● **TASK OBJECTIVE**
Drop the pictures, then extract the listing word for word.

** BEGIN DATA ROWS **

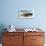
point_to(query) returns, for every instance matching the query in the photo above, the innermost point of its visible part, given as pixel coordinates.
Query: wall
(9, 11)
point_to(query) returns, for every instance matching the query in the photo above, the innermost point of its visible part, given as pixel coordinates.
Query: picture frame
(25, 13)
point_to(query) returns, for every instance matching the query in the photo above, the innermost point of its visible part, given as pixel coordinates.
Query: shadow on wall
(2, 26)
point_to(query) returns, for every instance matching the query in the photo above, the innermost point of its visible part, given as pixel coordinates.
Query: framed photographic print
(25, 13)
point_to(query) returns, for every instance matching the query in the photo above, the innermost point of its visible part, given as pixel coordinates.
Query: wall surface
(9, 11)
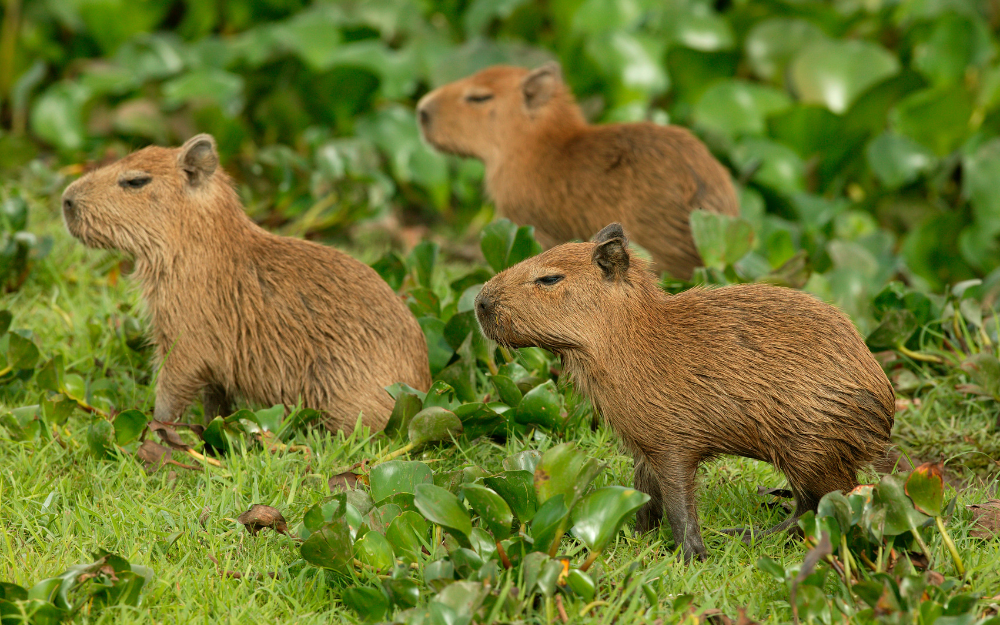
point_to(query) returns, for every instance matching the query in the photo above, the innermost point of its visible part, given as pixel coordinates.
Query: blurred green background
(865, 133)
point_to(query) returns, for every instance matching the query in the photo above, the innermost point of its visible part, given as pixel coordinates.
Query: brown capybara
(547, 167)
(238, 312)
(750, 370)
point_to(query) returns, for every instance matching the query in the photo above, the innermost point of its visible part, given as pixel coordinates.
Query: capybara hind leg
(216, 403)
(679, 505)
(651, 514)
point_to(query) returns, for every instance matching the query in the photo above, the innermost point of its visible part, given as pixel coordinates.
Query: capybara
(238, 312)
(547, 167)
(750, 370)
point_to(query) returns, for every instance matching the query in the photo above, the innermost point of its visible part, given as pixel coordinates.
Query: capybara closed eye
(238, 312)
(546, 167)
(749, 370)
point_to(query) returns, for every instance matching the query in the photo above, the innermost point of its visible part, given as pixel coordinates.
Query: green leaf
(835, 72)
(582, 584)
(897, 160)
(900, 514)
(443, 508)
(57, 116)
(541, 405)
(518, 490)
(128, 425)
(438, 350)
(374, 550)
(772, 44)
(496, 241)
(507, 390)
(407, 533)
(330, 547)
(735, 107)
(371, 604)
(432, 425)
(984, 369)
(925, 488)
(22, 353)
(493, 511)
(897, 326)
(407, 405)
(101, 438)
(565, 470)
(937, 118)
(51, 377)
(422, 261)
(402, 592)
(396, 476)
(549, 521)
(599, 515)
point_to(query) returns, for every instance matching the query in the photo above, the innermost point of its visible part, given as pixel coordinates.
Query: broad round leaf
(443, 508)
(396, 476)
(599, 515)
(493, 511)
(835, 72)
(517, 488)
(370, 603)
(541, 405)
(128, 426)
(406, 534)
(565, 470)
(925, 488)
(374, 550)
(432, 425)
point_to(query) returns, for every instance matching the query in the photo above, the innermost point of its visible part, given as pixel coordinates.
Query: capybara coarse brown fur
(238, 312)
(547, 167)
(751, 370)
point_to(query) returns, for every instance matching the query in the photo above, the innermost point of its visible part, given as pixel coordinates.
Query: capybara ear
(611, 252)
(540, 84)
(198, 159)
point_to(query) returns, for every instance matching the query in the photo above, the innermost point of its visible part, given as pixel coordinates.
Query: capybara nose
(484, 305)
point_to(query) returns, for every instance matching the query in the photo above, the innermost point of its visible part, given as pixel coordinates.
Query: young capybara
(751, 370)
(547, 167)
(238, 312)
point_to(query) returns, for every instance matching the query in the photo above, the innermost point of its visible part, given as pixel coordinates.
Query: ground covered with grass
(61, 503)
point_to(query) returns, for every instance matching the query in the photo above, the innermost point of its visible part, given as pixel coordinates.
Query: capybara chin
(547, 167)
(750, 370)
(238, 312)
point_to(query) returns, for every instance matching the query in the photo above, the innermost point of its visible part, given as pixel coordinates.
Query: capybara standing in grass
(751, 370)
(238, 312)
(547, 167)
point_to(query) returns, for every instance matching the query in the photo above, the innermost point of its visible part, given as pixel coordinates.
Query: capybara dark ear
(610, 231)
(611, 252)
(198, 159)
(539, 85)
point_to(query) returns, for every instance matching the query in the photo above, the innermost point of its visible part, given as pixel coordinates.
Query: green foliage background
(864, 132)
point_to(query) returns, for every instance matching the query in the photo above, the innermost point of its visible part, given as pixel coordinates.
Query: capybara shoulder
(238, 312)
(751, 370)
(547, 167)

** END DATA ROWS **

● **RESULT FOR THIS TASK**
point_to(query) returns, for every instance matching the query in the photo above, the innermost point of its visible part, given as pixel coordinates.
Query: wall
(9, 11)
point_to(query) returns, for every instance matching the query in the photo above, the innermost point of its visible part, given as pixel coordinates.
Query: picture frame
(25, 13)
point_to(query) returns, for every instance matching the query in the photo above, the innermost point of its visible part, given as pixel coordinates.
Query: shadow on wall
(2, 26)
point_to(query) returns, for every instance matching the query in the photo above, the innermost point of its visible part, given as pixel coordinates.
Query: framed photographic print
(25, 13)
point_to(query) returns, for every instance matching the query in the photo above, the innermost point of its visible part, given as pixel coordinates.
Query: wall surface
(9, 11)
point_to(query) returns, for every instance matching the query in the photo above, the innermost point of its visible part, given as pixel coordinates.
Query: blurred green background
(865, 133)
point_to(query) returns, for every instance matching the query in the photo above, the innermost point of its visible part, given as pixel coordinates.
Query: brown capybara
(547, 167)
(238, 312)
(750, 370)
point_to(query) returns, for every instance matching the query in the photo above, the innermost point of its visible part, given as pixel coordinates.
Query: capybara hind leg
(216, 403)
(679, 505)
(651, 514)
point_to(query) returns, for every instance matching the query in the photo above, the innermost point of its visible part, given as pixel coordinates.
Query: capybara
(238, 312)
(547, 167)
(750, 370)
point_to(query) returns, for every instance matching the query in the photo above, the innermost point of its visible part, given as pixel coordinates.
Query: capybara closed eye
(238, 312)
(546, 167)
(749, 370)
point_to(query) returns, for every instance matching the query in the photo above, the innermost point of its visible part, given as pixel coordinates.
Query: green leaf
(835, 72)
(582, 584)
(897, 160)
(900, 514)
(443, 508)
(57, 116)
(541, 405)
(518, 490)
(128, 425)
(438, 350)
(374, 550)
(772, 44)
(496, 241)
(507, 390)
(407, 533)
(330, 547)
(735, 107)
(371, 604)
(432, 425)
(984, 369)
(925, 488)
(22, 353)
(493, 511)
(897, 326)
(407, 405)
(101, 438)
(565, 470)
(937, 118)
(51, 377)
(422, 261)
(402, 592)
(396, 476)
(549, 521)
(599, 515)
point_to(query) returns, for every instance matching the query in the photo above, the innermost point of its visible part, given as pixel coordinates.
Query: broad round leaf
(443, 508)
(396, 476)
(599, 515)
(493, 511)
(835, 72)
(517, 488)
(370, 603)
(541, 405)
(128, 426)
(406, 534)
(565, 470)
(925, 488)
(374, 550)
(432, 425)
point_to(query) returns, for every instance matching the query in the photo above, the innermost point of its visible part, given as pixel coordinates.
Query: capybara coarse brown fur
(238, 312)
(547, 167)
(751, 370)
point_to(query) returns, for every instance matching the query in the photo above, the innermost point of its visible part, given as pixel coordinates.
Query: capybara ear
(611, 252)
(540, 84)
(198, 159)
point_to(query) returns, for every instance matching the query in the photo above, the innermost point of its visible part, given as pixel coordinates.
Query: capybara nose
(484, 305)
point_to(query) returns, for every instance matching the query in the photo above, the innermost point of its visible part, given as pixel coordinates.
Query: young capybara
(751, 370)
(547, 167)
(238, 312)
point_to(query) returns, for every instance matching the query in the photo above, the innermost point of its visible part, given as pixel coordinates.
Query: ground covered with grass
(61, 503)
point_to(query) returns, for every instance matching the query in the photo above, the innermost point of its visible part, given as pixel coordinates.
Query: capybara chin
(547, 167)
(750, 370)
(238, 312)
point_to(query) returns, for every instance matching the query in the photo above, the innermost point of its visible part, given as pixel coordinates.
Query: capybara standing in grass
(751, 370)
(238, 312)
(547, 167)
point_to(query) returns, for every instance matching the query in the photo above, the innermost point of its visible part, given as pixel coordinates.
Query: capybara dark ear
(610, 231)
(611, 252)
(198, 159)
(539, 85)
point_to(query) returns, for every instance matching the query in the photo above, the innermost point of its visible part, given as pixel coordinates.
Query: green foliage background
(864, 132)
point_to(query) returns, for every instance matching the query in the photo above, the innermost point of its visible part, given as pixel coordinates.
Query: capybara shoulder
(238, 312)
(751, 370)
(547, 167)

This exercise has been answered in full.